Text block:
"""

With those set, we can now configure kscript to find these libraries:
$ ./configure --with-readline --with-ffi --with-pthreads --with-libav --with-opengl --with-glfw
And finally, build the entire project with:
# use -j<N> to parallelize the build with N jobs
$ make -j16
Optionally, you can also "install" it to the location specified with --prefix
above:
$ make install
You can also build WASM binaries using Emscripten (a great project, BTW). This allows you to run kscript in the browser, or anywhere that supports WebAssembly.
First, install Emscripten by following their instructions: Emscripten: Getting Started. You should install and activate their SDK.

"""

Records supplied:
"""

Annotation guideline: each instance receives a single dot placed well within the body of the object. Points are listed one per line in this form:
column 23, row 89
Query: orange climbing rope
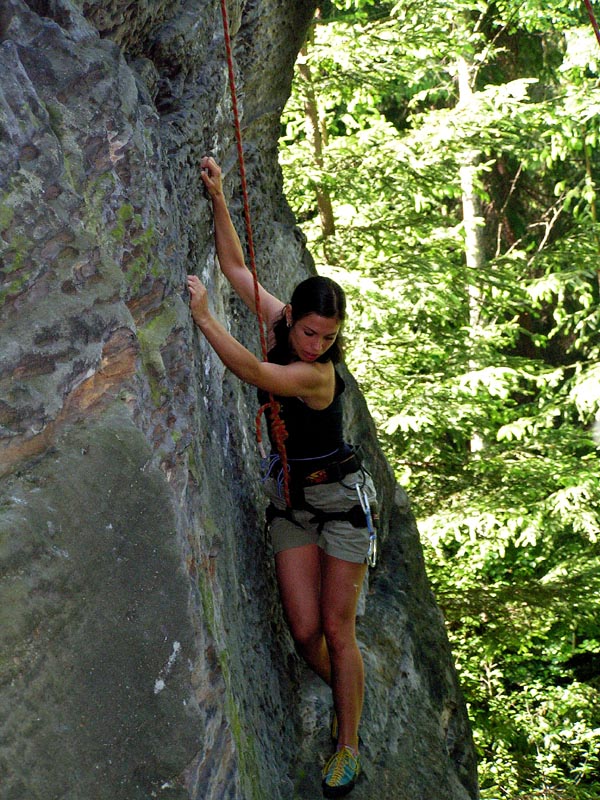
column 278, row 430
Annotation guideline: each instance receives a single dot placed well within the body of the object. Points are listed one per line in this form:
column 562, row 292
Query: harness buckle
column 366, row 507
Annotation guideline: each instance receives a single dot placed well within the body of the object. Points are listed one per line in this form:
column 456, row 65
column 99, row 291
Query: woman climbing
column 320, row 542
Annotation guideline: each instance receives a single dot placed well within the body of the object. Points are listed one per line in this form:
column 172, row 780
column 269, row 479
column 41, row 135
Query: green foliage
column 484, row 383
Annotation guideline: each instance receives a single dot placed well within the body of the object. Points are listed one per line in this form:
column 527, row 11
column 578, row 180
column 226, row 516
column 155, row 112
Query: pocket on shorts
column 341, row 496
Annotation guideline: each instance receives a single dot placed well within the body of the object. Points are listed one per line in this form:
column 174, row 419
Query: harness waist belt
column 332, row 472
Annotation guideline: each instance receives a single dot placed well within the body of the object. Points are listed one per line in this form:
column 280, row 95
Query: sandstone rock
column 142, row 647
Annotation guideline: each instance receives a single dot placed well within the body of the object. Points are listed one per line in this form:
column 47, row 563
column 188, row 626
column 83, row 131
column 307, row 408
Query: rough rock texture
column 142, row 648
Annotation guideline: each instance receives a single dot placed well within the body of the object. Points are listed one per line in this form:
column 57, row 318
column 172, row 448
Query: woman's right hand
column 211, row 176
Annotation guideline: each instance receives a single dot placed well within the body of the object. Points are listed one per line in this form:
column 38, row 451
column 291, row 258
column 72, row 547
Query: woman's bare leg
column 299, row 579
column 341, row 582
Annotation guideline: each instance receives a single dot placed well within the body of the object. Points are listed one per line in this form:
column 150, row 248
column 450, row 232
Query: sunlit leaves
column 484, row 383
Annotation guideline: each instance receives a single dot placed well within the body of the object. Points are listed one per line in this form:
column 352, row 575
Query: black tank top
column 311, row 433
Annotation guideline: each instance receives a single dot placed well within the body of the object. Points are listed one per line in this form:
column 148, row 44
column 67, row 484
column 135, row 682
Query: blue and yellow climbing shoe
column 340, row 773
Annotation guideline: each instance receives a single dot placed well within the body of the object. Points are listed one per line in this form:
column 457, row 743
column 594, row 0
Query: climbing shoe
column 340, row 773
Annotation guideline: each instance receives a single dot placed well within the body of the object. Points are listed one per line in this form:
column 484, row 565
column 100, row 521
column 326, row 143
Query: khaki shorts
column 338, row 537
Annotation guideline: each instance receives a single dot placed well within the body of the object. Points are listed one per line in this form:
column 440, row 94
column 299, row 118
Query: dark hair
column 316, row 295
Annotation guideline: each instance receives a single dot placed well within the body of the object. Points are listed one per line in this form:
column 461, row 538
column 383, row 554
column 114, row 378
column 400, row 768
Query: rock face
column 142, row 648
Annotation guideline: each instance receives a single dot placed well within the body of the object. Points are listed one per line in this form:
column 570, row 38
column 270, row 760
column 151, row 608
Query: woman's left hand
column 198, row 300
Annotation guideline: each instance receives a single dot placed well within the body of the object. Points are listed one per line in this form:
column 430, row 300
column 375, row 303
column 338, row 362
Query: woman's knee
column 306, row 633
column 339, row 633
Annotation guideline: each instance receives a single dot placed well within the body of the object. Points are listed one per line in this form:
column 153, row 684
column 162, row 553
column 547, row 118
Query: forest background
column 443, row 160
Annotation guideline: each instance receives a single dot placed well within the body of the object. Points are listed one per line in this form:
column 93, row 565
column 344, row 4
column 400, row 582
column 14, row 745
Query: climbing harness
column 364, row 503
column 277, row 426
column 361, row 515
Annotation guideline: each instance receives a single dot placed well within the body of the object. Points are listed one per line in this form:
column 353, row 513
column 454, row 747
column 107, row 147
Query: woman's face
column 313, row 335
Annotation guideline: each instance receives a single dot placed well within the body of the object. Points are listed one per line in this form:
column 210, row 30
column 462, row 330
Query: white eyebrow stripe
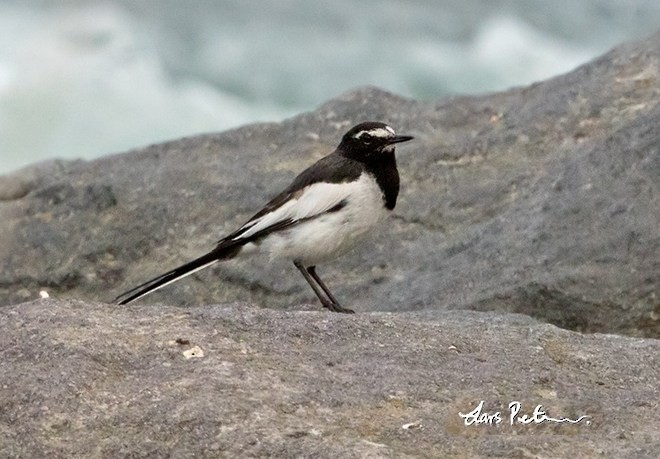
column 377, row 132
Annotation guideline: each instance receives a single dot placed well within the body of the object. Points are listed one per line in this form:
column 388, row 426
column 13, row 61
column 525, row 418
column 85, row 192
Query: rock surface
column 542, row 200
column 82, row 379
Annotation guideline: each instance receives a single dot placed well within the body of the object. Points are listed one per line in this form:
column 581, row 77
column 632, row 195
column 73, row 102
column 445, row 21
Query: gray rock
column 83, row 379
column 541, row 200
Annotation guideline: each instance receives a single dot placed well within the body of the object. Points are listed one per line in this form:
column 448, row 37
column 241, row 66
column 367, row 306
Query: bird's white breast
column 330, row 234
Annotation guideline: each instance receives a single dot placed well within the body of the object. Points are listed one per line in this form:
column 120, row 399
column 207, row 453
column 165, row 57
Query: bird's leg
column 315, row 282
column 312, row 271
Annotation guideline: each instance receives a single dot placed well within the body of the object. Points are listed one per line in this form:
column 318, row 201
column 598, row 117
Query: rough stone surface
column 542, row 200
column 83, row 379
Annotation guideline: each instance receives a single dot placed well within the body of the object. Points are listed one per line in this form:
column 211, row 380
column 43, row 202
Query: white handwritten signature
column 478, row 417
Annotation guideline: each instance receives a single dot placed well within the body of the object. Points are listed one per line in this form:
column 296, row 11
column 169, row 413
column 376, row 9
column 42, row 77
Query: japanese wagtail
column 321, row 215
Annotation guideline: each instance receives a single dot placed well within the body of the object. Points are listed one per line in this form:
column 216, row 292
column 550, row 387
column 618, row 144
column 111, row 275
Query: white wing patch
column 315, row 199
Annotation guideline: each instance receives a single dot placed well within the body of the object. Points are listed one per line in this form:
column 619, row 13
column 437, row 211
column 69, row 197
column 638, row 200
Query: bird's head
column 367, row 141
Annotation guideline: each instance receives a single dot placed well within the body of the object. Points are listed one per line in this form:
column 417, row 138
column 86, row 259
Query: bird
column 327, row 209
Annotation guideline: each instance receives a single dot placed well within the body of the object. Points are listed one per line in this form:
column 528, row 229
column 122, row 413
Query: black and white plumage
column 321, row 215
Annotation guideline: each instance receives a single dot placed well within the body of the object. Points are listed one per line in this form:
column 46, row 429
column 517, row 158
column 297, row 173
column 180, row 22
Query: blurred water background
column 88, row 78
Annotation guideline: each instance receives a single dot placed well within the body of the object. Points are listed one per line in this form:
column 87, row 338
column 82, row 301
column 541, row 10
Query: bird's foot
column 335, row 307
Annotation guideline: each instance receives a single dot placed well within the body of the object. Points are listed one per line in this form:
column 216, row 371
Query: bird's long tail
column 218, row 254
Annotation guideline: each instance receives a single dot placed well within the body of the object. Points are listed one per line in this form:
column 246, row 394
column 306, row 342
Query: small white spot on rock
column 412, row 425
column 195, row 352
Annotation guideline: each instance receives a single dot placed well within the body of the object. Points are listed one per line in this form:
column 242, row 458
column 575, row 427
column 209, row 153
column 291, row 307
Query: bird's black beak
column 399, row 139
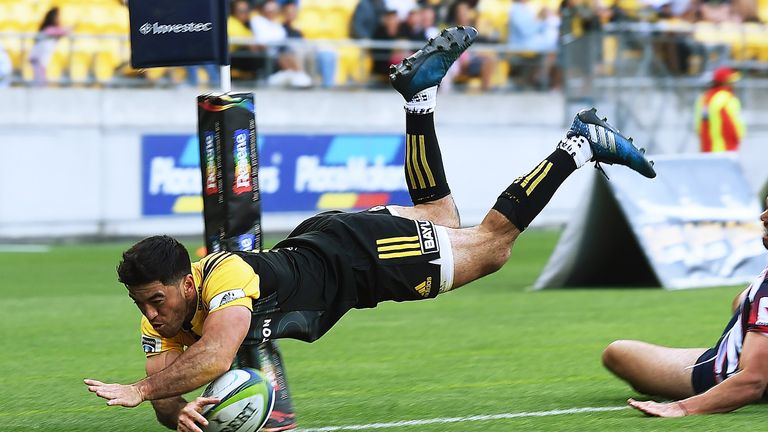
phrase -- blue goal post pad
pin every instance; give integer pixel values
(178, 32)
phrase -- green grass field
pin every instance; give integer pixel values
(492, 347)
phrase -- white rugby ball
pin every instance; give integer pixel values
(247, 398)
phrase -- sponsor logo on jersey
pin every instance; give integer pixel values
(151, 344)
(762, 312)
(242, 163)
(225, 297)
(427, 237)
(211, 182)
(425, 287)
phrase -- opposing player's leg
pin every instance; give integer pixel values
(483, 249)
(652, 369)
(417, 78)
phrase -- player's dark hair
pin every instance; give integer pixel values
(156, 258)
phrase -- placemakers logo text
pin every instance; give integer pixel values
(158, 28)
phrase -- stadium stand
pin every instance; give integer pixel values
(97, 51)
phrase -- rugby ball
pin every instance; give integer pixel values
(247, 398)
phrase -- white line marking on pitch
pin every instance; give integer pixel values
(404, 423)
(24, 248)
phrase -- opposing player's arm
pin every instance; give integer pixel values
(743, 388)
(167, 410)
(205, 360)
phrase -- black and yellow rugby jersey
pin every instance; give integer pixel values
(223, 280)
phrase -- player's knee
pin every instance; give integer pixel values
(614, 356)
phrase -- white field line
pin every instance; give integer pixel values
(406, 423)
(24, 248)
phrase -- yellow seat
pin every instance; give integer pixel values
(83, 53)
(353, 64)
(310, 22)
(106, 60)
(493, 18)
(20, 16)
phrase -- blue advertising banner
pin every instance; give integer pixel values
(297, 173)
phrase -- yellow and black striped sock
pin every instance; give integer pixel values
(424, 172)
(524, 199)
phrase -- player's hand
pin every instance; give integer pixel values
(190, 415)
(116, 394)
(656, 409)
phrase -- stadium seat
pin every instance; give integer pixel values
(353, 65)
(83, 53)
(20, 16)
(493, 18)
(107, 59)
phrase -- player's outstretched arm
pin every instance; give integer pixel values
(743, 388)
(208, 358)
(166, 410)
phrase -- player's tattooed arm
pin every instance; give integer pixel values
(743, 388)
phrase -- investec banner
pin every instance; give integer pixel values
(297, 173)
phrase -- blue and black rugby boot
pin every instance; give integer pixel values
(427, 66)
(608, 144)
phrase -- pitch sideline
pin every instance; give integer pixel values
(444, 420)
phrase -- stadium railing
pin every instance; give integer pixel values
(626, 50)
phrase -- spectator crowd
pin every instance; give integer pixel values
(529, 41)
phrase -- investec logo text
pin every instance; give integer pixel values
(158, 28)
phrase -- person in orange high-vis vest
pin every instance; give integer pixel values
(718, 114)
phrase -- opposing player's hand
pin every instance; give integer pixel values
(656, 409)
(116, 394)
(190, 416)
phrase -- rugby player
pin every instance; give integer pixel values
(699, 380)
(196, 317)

"""
"""

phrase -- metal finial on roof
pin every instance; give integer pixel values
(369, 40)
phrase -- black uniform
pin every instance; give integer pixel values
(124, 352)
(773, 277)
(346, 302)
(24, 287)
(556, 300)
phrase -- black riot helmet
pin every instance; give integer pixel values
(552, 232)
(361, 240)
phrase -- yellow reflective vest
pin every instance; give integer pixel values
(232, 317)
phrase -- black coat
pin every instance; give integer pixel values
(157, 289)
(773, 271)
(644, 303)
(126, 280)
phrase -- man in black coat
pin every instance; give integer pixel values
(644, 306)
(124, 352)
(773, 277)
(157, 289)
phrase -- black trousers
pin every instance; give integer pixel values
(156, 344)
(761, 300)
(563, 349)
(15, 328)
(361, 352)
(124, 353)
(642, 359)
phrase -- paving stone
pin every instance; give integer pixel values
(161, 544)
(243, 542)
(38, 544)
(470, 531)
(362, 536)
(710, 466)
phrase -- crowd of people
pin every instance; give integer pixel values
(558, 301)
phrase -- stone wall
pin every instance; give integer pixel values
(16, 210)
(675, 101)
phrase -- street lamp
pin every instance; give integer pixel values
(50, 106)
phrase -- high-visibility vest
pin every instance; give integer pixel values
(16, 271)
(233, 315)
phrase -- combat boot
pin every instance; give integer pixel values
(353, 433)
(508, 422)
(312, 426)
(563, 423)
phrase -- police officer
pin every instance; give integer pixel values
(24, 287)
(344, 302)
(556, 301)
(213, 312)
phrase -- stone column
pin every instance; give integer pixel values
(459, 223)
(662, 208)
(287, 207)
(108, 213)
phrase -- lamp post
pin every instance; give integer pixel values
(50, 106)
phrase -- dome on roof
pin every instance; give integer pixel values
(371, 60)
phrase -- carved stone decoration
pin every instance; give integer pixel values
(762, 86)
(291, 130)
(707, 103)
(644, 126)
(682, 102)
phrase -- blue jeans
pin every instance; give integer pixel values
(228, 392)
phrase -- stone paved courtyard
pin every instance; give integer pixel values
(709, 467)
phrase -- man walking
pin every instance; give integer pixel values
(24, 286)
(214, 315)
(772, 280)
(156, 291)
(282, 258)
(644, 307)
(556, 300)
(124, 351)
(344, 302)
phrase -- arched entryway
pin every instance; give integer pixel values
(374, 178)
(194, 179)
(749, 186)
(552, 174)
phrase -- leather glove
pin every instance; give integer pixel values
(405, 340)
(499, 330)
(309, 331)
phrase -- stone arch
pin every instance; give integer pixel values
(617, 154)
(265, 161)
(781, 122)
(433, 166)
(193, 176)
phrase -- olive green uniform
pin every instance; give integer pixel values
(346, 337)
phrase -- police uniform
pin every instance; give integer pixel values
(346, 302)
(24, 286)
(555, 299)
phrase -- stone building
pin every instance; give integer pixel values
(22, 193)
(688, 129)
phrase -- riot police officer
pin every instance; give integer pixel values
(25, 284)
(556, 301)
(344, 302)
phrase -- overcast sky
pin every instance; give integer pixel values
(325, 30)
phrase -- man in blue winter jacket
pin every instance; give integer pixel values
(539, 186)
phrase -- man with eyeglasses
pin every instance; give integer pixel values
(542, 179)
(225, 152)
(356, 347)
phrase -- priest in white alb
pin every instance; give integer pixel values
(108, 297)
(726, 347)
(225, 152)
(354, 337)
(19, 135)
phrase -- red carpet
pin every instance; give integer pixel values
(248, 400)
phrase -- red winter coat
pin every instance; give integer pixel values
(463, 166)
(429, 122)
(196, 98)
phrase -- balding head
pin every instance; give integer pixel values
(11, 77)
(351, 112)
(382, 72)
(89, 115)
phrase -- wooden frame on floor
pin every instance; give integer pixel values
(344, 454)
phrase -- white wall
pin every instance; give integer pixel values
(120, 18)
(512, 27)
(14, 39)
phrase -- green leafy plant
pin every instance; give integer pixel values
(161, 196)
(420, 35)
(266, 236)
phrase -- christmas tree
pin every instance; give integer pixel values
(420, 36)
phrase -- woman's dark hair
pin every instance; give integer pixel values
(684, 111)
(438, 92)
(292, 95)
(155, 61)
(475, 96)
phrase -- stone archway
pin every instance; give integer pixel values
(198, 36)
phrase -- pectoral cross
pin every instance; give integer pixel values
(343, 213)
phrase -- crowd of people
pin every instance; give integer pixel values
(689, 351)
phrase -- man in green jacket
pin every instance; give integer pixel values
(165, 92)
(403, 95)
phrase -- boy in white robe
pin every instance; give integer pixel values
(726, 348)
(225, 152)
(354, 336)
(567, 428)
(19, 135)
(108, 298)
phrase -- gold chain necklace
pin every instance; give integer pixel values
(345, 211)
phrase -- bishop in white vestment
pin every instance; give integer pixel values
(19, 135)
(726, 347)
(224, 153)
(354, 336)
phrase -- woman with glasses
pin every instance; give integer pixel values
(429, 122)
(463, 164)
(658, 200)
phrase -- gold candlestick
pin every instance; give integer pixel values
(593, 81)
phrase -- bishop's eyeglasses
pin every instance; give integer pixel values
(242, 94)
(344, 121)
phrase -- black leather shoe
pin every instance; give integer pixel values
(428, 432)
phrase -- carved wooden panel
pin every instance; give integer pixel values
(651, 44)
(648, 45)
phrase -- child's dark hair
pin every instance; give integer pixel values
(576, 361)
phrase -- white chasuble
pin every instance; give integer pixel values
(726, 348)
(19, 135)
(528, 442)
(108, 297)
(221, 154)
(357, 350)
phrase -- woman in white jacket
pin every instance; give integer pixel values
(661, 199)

"""
"""

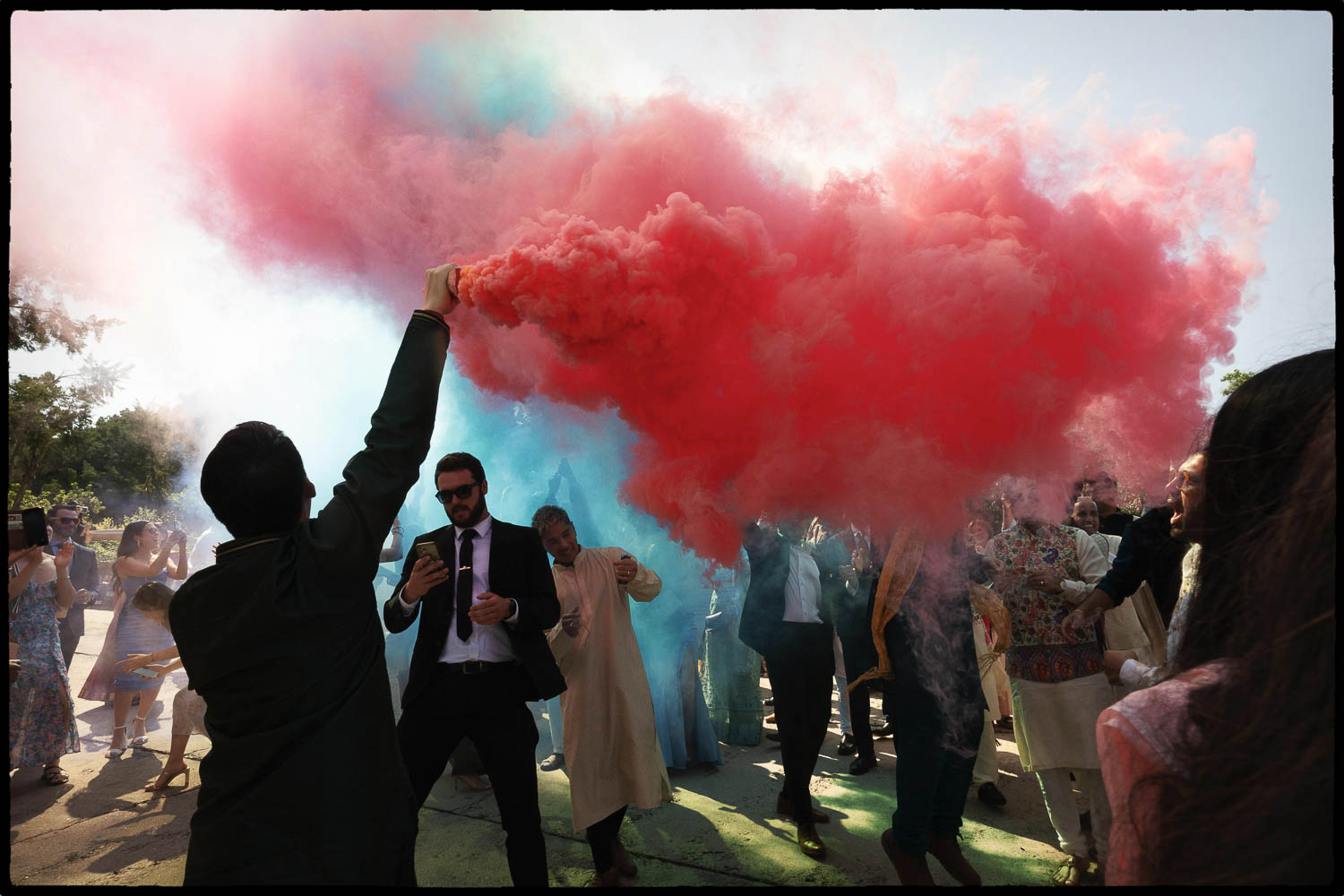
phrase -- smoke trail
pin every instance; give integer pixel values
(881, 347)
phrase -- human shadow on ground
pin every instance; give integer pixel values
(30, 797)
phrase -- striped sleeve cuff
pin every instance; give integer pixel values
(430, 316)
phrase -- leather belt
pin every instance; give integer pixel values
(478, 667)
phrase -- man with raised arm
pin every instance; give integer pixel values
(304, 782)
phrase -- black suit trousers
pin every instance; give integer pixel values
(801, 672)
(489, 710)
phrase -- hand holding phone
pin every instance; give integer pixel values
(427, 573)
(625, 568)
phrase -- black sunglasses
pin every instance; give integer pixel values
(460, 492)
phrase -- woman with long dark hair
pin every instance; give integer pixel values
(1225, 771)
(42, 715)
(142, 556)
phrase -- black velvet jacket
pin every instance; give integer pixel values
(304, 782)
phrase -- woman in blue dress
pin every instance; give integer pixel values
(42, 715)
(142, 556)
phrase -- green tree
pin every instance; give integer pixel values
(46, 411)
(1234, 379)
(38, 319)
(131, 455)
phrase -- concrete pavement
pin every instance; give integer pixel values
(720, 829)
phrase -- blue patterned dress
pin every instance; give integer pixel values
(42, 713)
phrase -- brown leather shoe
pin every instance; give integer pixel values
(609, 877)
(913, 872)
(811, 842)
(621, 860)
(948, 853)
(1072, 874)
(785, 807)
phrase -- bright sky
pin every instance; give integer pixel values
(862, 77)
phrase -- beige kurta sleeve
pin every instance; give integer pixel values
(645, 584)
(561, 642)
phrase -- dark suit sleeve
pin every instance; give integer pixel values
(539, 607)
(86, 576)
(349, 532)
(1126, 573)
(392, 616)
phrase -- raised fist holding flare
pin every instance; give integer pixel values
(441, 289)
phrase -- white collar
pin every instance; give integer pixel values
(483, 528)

"""

What is required:
Transcribe the part of the kscript build instructions between "With those set, we" and "activate their SDK.", inclusive.

The reply:
With those set, we can now configure kscript to find these libraries:
$ ./configure --with-readline --with-ffi --with-pthreads --with-libav --with-opengl --with-glfw
And finally, build the entire project with:
# use -j<N> to parallelize the build with N jobs
$ make -j16
Optionally, you can also "install" it to the location specified with --prefix
above:
$ make install
You can also build WASM binaries using Emscripten (a great project, BTW). This allows you to run kscript in the browser, or anywhere that supports WebAssembly.
First, install Emscripten by following their instructions: Emscripten: Getting Started. You should install and activate their SDK.